Zu lesender Auszug:
Denn statt das ganze Setting wieder so opulent als möglich zu gestalten, gestaltet er es diesmal so düster als möglich. Zunächst beginnt der Film, wie man es von einem Kenneth-Branagh-Film erwarten würde. Hercule Poirot lebt in einem Palazzo in Venedig, der bereits 1947 ungefähr so viel gekostet haben muss wie Luxemburg. Wir bekommen gezeigt, wie er sich weigert neue Fälle anzunehmen. Warum wird im Film nie so richtig erklärt und auch nicht, wovon der Detektiv dann seinen lächerlich opulenten Lebensstil bestreitet.
Es bleibt noch opulent, wenn jeder Gast ihn einer eigenen Gondel zu einer Party in einem verfluchten und düsteren Palazzo anreist. Dieser Palazzo ist nicht einfach nur düster. Er ist beschissener beleuchtet als die Höhle von „The Batman“ (Robert Pattinson, nicht Adam West). Und weil Kenneth Branagh meine Kritik zu „The Boogeyman“ nie gelesen hat, hat er die Dunkelheit genutzt um diesmal statt eines Krimis so etwas Ähnliches wie einen Gruselfilm zu drehen.

Daten zur Koordinatenbeschriftung:
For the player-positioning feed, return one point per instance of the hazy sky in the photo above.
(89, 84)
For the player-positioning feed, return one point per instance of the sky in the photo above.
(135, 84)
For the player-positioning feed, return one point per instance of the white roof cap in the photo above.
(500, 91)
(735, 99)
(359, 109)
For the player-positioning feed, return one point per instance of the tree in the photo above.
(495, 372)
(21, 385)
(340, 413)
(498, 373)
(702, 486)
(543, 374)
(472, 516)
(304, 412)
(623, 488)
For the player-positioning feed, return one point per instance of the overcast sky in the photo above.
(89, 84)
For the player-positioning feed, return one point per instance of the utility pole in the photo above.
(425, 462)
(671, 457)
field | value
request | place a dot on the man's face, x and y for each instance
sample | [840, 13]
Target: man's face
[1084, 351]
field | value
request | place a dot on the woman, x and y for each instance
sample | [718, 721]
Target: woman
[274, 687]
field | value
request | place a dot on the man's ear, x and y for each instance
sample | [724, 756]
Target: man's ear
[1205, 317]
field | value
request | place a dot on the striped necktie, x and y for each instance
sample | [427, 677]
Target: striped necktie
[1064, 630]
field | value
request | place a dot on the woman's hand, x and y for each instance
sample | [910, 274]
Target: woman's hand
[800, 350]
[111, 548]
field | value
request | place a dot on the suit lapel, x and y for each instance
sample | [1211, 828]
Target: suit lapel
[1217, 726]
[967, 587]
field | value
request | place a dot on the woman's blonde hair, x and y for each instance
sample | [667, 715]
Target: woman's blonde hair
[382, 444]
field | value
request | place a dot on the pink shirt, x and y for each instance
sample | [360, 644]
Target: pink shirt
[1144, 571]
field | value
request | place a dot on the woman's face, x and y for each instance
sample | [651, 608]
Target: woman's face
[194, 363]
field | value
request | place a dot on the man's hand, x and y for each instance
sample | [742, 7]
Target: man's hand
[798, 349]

Ziel:
Greife die Filmkritik zum Poirot-Film in Venedig nach ihrem letzten Satz auf und schreibe sie weiter. Die Zeilen haben für die Aufgabe keine Bedeutung.

Endgültige Antwort:
Autor Michael Green hat viel Erfahrung darin, Drehbücher auf der Grundlage vorhandenen Materials zu verfassen. Mit „Logan - The Wolverine“ ist ihm das großartig gelungen. Seine Adaptionen von „Tod auf dem Nil“ und „Ruf der Wildnis“ funktionierten durchaus. Aber Green hat auch an den Drehbüchern von „Blade Runner 2049“, „Alien: Covenant“ und „Green Lantern“ mitgeschrieben. Und was er sich für „A Haunting in Venice“ ausgedacht hat, erinnert eher an „Blade Runner 2049“ als an „Logan - The Wolverine“.
Ich halte Agatha Christie seit langem für überschätzt. Wie erwähnt, laufen die Handlungen ihrer Bücher zu 90% nach dem gleichen Muster ab. Die Pläne ihrer Mörder sind immer unnötig kompliziert. Und ihre Figuren reden immer viel zu viel und geben damit unnötig viele Hinweise. Aber Michael Green schafft es mit seiner verworrenen, absurden und unentschlossenen Vielleicht-Grusel-Vielleicht-Auch-Nicht-Geschichte, dass man sich die Formelhaftigkeit Agatha Christies zurückwünscht.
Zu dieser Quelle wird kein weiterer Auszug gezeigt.